* **PROBLEM 1**
In the essay about doing what you love, where did Mom take the writer and the writer's best friend on a field trip?
* **PROBLEM 2**
Extend the essay about doing what you love, starting after its last sentence.

The Joy of Doing What You Love

Folks who have dedicated their lives to sustainable, biodynamic, regenerative agriculture certainly aren’t in it for the amassing of monetary or material wealth.  They’re not in it for prestige or awards any of the numerous ways industrialized society has conditioned us to believe marks the achievement of success.  They are in it because they love it—love the land, the plants, the animals; they love nurturing growing things and bringing food to tables that are literally the fruits of their purposeful labor.

 

Sir Ken Robinson, bastion of education reform to encourage creativity and self actualization, gave a lecture in January that focused on how people and societies flourish when we can each be in our element—living out our passions and doing the things we love.  In it, he offered, “You know you’re doing what you love when an hour feels like five minutes, and you’re doing something for which you are completely disengaged when five minutes feel like an hour.”  You can find the talk here https://www.youtube.com/watch?v=17fbxRQgMlU.

 

So many people today, he noted, are disengaged from their work, putting in their time and waiting for the weekend.  How sad!  So much unnecessary misery, when the right person paired with the purpose can find fulfillment and joy, waking up in the morning with what Robinson described as an urgent sense of “I have to get to this, rather than I have to do this again.”

 

How do you know if you’ve found your passion—that magical mix of what you’re good at also being what you love?  It’s a journey (Robinson called it a “quest”) of self-discovery and opportunity (and quite often you have to make your own opportunity).  He spoke to moments when people had suddenly found their element, especially as youths.  I’ve told the story many times of my desire to have a pet bird resulting in the acquisition of our first chickens, but I want to rewind to the moment when I knew I had an almost magical kinship with birds—that moment that takes your breath away.

 

I’d been quite passionate about dinosaurs as a kid.  I had books and all kinds of mini toy dinosaurs, and I could talk about dinosaurs all day.  Birds of today are their genetic legacy, so it could seem like a logical transition of interests from dinosaurs to birds, but it wasn’t a logical or linear process.  While engrossed in a research project with my best friend when I was 11 in Montessori school, Mom took both of us to a bird sanctuary as a field trip.  That was a take-my-breath-away moment.  The beauty, the movement, the magical nature of these creatures was so varied and captivating that I knew I had to have birds in my life.

 

Domestic and wild birds are an integral part of our lived expression of sustainable, biodynamic, and regenerative farming here, and I can’t imagine life without these soft, warm, charismatic beings.  They bring me joy, and their tending and flourishing helps me feel grounded and right with the world.

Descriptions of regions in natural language
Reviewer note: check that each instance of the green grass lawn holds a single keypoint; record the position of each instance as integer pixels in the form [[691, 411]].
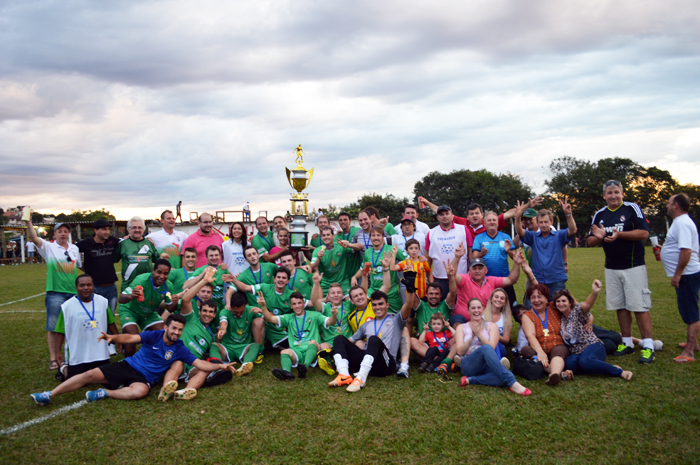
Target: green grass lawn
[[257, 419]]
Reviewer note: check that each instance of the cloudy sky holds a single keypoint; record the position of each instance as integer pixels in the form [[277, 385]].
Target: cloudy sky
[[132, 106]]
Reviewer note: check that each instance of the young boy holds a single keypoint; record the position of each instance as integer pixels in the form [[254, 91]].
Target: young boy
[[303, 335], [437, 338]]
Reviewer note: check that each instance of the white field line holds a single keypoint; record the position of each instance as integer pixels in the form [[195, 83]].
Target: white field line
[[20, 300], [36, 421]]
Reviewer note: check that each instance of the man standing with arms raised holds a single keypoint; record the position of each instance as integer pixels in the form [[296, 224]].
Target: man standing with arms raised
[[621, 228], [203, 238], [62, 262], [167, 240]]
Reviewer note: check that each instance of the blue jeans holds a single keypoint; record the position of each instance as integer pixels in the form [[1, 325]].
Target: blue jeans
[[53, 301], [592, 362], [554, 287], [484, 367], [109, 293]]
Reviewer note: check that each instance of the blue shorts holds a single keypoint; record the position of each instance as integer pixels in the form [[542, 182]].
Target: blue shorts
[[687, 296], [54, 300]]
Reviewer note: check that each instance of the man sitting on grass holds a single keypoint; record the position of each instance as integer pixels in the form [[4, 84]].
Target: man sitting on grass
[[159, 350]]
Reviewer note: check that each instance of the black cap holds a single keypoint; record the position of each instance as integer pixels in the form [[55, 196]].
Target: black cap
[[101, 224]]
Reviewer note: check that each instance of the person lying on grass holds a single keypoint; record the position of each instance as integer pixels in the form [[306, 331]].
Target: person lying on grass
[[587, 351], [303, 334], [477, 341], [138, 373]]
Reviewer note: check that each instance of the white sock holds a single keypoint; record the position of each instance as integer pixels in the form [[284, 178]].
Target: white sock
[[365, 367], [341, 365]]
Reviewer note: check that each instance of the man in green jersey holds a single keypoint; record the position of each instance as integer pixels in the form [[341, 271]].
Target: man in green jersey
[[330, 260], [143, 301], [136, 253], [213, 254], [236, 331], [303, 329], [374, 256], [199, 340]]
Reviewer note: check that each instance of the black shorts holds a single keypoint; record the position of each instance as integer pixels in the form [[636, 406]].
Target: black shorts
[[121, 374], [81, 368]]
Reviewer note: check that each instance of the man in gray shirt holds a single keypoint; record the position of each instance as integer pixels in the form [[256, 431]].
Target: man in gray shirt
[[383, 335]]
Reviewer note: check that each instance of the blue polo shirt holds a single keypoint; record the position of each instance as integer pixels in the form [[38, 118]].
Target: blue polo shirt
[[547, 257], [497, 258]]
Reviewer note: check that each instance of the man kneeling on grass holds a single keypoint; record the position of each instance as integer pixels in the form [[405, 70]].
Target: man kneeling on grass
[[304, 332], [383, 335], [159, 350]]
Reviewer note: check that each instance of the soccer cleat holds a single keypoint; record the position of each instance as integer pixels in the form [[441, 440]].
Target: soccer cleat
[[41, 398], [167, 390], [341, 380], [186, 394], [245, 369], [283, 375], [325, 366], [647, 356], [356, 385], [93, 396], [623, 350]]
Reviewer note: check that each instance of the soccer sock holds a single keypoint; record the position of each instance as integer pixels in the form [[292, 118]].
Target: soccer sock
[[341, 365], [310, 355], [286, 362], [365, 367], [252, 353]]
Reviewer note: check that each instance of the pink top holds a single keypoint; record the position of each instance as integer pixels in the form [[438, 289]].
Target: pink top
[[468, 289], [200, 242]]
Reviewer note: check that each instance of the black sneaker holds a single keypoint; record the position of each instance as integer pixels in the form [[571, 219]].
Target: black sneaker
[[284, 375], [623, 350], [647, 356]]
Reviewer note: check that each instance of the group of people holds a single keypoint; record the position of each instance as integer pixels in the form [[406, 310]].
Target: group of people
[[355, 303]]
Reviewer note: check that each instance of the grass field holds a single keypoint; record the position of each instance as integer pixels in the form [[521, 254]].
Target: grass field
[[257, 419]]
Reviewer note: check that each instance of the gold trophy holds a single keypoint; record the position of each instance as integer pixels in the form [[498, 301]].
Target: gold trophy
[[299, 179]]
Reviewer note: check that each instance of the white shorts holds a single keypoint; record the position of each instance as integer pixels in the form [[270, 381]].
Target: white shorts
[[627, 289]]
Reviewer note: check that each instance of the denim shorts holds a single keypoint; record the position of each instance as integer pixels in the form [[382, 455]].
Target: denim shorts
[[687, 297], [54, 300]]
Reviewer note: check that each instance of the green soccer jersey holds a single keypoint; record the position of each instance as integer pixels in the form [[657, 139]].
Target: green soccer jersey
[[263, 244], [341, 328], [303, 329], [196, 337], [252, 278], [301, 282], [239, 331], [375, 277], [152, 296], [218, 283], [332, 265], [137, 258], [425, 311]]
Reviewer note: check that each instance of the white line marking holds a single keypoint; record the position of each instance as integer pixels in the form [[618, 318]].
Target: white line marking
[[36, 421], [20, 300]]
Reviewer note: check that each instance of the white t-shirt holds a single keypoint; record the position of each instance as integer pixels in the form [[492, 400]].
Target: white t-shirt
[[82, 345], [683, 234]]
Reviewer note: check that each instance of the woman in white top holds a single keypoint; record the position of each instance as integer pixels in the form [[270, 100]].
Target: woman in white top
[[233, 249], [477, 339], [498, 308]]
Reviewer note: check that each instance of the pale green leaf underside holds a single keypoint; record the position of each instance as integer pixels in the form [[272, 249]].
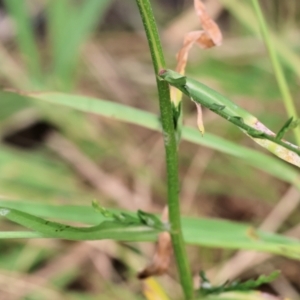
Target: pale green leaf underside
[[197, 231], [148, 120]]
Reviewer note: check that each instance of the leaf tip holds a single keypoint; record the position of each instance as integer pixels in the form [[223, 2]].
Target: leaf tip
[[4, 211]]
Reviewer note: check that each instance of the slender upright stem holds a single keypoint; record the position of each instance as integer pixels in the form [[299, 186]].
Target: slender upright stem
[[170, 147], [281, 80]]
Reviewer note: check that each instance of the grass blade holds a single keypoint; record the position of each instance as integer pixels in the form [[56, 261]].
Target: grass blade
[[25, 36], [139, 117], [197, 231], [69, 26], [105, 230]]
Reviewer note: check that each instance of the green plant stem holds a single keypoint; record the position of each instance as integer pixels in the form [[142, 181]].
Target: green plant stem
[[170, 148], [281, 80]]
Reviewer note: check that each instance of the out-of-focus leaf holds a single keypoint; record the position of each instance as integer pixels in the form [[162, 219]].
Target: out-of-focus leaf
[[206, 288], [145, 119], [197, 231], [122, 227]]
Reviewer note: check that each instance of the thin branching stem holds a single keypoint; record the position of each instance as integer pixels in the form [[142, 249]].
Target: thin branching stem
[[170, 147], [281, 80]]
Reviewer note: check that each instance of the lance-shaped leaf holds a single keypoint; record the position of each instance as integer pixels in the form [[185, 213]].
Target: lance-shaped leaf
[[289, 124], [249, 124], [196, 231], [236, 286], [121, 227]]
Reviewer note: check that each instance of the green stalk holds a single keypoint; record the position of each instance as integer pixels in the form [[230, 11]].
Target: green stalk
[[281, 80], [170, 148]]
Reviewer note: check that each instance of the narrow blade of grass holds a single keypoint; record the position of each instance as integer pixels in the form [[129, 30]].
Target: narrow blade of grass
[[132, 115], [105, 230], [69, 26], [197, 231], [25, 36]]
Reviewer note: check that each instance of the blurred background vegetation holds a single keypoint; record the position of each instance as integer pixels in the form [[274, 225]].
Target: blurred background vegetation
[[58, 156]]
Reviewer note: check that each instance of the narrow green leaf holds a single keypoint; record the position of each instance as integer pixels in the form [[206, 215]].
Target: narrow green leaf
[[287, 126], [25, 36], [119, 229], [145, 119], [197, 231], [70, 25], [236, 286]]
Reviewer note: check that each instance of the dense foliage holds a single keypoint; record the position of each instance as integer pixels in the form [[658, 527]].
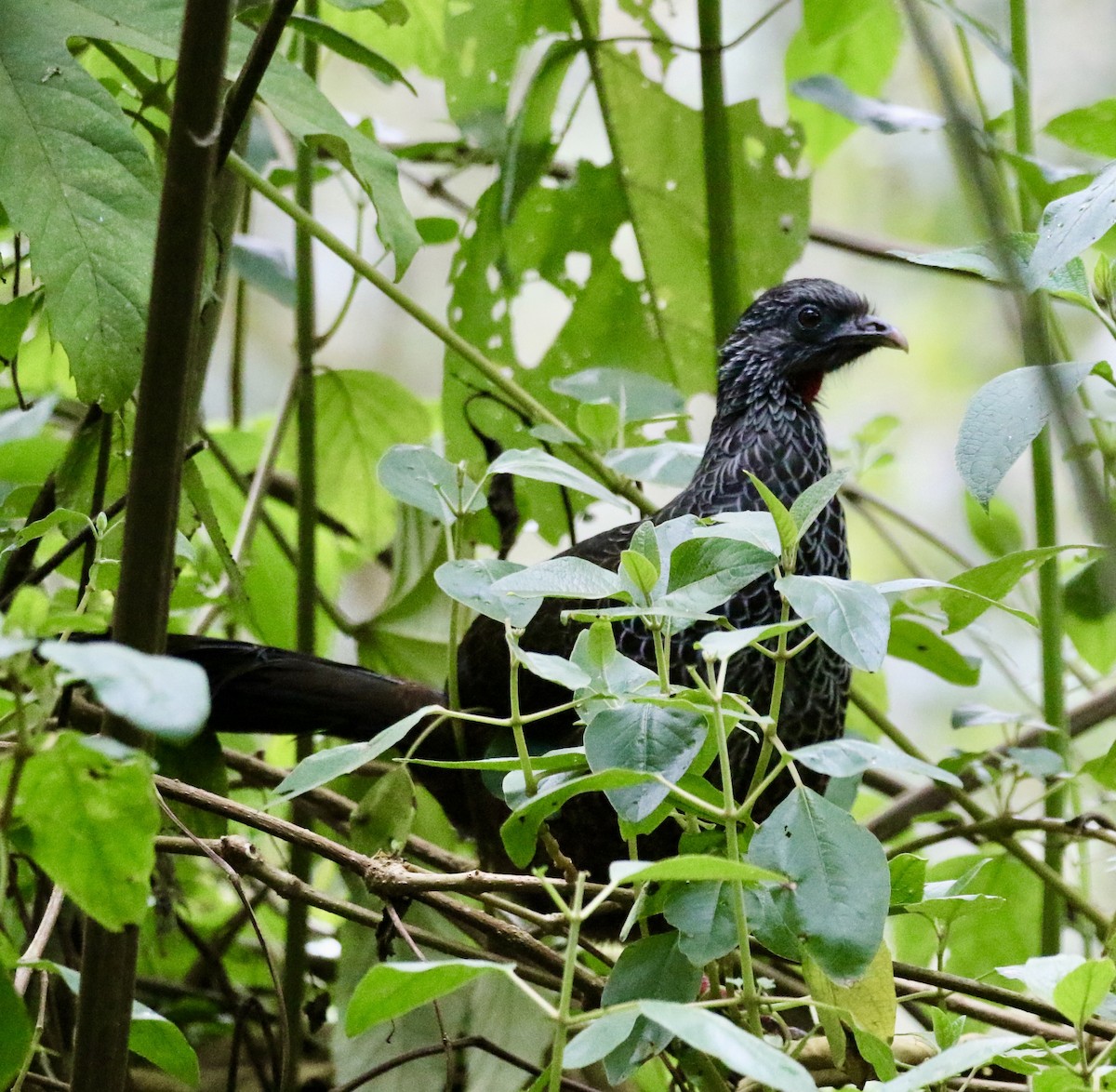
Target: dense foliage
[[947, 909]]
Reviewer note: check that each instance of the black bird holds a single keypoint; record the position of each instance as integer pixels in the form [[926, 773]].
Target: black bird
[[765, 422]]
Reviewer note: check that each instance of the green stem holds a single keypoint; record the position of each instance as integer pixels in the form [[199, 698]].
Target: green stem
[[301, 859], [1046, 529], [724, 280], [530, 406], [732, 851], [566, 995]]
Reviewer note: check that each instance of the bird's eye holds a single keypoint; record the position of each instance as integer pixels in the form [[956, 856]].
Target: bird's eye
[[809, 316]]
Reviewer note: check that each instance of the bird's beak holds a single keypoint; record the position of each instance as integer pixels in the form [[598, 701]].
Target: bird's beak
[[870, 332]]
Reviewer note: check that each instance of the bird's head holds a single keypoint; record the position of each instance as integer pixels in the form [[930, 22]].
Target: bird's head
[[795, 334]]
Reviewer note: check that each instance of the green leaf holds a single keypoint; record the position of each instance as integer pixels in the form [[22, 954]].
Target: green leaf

* **ANSWER 1**
To a bird sanctuary.

* **ANSWER 2**
 

That isn’t to say that when you’re doing what you love, every aspect is fun.  While I love my chickens dearly and take great joy in the process of raising them, butchering or cleaning out coops are not really days I look forward to.  But the underlying passion in the process carries me through the arduous and rough parts because I’m looking at the bigger picture.  I know that to keep the joy alive, there is effort.  It’s all part of the process.

 

A quote on this theme that has stuck with me since undergrad is by Howard Thurman, “Don’t ask yourself what the world needs.  Ask yourself what makes you come alive, and go do that, because what the world needs is people who have come alive.”

 

I come alive in my fiber arts studio, surrounded by the beautiful wool of our sheep, bringing idea into form.  I come alive in my practice of writing, bringing ideas into stories to share with you.  And I come alive with my birds and the plants and this beautiful corner of the earth that we steward.  I am so blessed to be surrounded and empowered by my passions, my element.

 

If you are also living out your passions, take time to celebrate it and you’re journey to arrive at this point.  If you are wishing you could find or liberate your passion, I encourage you to take on that quest this winter.  Rediscover what you loved as a child, reconnect with nature and working with your hands, find those who nurture the best in you.  As the poet Rumi offers, “Let the beauty of what you love be what you do.”

 

That is my hope for you this week, that you can have that joy of doing what you love, and that love in action is how you are able to manifest moving forward.  Time to feed (and hug) the chickens. See you down on the farm sometime.